- TASK DESCRIPTION -
Find where "Target: white window frame" appears in the records below, then return that line and every later line exactly, stopping only at the last line.

Source records
------------------------------------------------------------------------

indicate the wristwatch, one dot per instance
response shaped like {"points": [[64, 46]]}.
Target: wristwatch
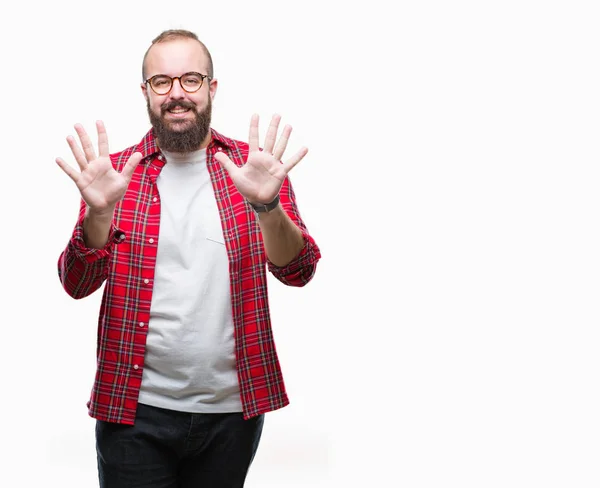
{"points": [[267, 207]]}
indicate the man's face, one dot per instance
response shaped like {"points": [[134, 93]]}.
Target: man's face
{"points": [[181, 120]]}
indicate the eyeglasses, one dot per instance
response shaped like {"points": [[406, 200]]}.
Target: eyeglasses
{"points": [[190, 82]]}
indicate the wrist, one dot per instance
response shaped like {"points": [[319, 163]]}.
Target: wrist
{"points": [[265, 207], [105, 214]]}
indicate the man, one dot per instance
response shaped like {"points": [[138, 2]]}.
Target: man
{"points": [[181, 228]]}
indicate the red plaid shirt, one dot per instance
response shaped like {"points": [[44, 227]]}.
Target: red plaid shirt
{"points": [[127, 264]]}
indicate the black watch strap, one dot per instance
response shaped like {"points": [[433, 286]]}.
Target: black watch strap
{"points": [[265, 207]]}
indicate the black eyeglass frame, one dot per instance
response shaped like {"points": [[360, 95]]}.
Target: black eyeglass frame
{"points": [[178, 78]]}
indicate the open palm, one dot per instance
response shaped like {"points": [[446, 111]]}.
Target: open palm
{"points": [[100, 185], [260, 178]]}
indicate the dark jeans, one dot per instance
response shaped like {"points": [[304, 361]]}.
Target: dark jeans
{"points": [[168, 449]]}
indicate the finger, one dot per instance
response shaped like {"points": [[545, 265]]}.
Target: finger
{"points": [[131, 164], [102, 139], [271, 133], [74, 175], [295, 159], [86, 143], [77, 152], [253, 137], [226, 163], [282, 143]]}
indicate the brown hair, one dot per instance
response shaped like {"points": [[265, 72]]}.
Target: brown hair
{"points": [[172, 34]]}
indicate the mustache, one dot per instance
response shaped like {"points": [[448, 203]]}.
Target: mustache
{"points": [[175, 103]]}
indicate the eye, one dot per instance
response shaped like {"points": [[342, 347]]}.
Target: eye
{"points": [[192, 80], [160, 82]]}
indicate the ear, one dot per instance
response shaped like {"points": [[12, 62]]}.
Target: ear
{"points": [[214, 83]]}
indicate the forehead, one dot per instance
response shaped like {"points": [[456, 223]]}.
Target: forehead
{"points": [[176, 57]]}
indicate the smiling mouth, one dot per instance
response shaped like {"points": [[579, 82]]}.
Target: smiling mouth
{"points": [[178, 110]]}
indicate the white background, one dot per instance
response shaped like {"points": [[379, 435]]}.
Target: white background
{"points": [[450, 336]]}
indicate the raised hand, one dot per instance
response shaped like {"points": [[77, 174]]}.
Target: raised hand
{"points": [[100, 185], [260, 178]]}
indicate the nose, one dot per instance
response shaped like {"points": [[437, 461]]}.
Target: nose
{"points": [[177, 91]]}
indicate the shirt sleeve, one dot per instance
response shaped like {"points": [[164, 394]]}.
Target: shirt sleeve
{"points": [[302, 268], [81, 269]]}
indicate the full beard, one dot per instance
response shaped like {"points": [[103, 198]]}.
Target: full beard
{"points": [[180, 136]]}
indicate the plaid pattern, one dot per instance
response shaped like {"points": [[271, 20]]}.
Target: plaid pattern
{"points": [[127, 264]]}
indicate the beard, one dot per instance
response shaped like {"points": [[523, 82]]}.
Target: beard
{"points": [[180, 136]]}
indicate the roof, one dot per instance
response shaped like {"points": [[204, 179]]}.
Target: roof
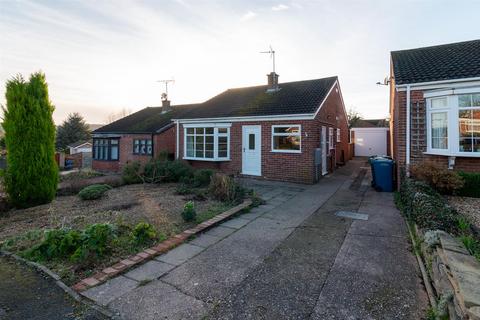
{"points": [[443, 62], [300, 97], [78, 144], [147, 120], [370, 123]]}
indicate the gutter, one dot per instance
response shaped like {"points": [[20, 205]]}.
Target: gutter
{"points": [[407, 135]]}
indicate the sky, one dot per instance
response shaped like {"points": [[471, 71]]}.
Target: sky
{"points": [[105, 57]]}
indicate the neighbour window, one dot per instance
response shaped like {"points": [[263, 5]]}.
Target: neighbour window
{"points": [[286, 138], [142, 146], [207, 143], [446, 113], [105, 149], [330, 138]]}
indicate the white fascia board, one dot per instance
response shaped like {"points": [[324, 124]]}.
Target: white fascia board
{"points": [[306, 116], [325, 99], [208, 124], [453, 83]]}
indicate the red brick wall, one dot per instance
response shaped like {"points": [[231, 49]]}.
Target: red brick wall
{"points": [[164, 141], [294, 167], [418, 134]]}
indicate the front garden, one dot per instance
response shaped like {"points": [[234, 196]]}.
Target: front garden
{"points": [[443, 215], [78, 235]]}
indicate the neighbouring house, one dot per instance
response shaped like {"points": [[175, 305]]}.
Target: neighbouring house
{"points": [[140, 136], [295, 131], [370, 137], [435, 105], [80, 146]]}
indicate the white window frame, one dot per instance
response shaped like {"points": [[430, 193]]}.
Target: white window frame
{"points": [[453, 130], [216, 135], [330, 138], [286, 135]]}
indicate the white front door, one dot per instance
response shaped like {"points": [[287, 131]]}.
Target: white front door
{"points": [[324, 150], [252, 150]]}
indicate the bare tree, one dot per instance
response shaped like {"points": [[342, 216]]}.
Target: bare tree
{"points": [[114, 116], [353, 117]]}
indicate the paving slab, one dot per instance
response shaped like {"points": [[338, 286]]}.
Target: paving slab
{"points": [[205, 240], [235, 223], [220, 231], [149, 271], [110, 290], [180, 254], [158, 300]]}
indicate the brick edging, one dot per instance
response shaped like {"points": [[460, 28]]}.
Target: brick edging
{"points": [[154, 251]]}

------------------------------------------------------------------------

- ANSWER -
Target: white window frame
{"points": [[453, 130], [216, 135], [330, 138], [286, 135]]}
indicate the white front door, one dot per instance
response shaped like {"points": [[287, 131]]}.
Target: white front door
{"points": [[324, 150], [252, 150]]}
indicate the bare tree, one dot per instance
response shaped like {"points": [[342, 216]]}.
Target: bare tree
{"points": [[114, 116], [353, 117]]}
indicate the paving slab, one dot per instance
response shaped like {"points": [[338, 286]]}.
Target: paving slab
{"points": [[205, 240], [235, 223], [220, 231], [149, 271], [110, 290], [180, 254], [158, 300]]}
indicate the brick edging, one dot per instance
response shaped like {"points": [[460, 28]]}.
Target: brick edging
{"points": [[154, 251]]}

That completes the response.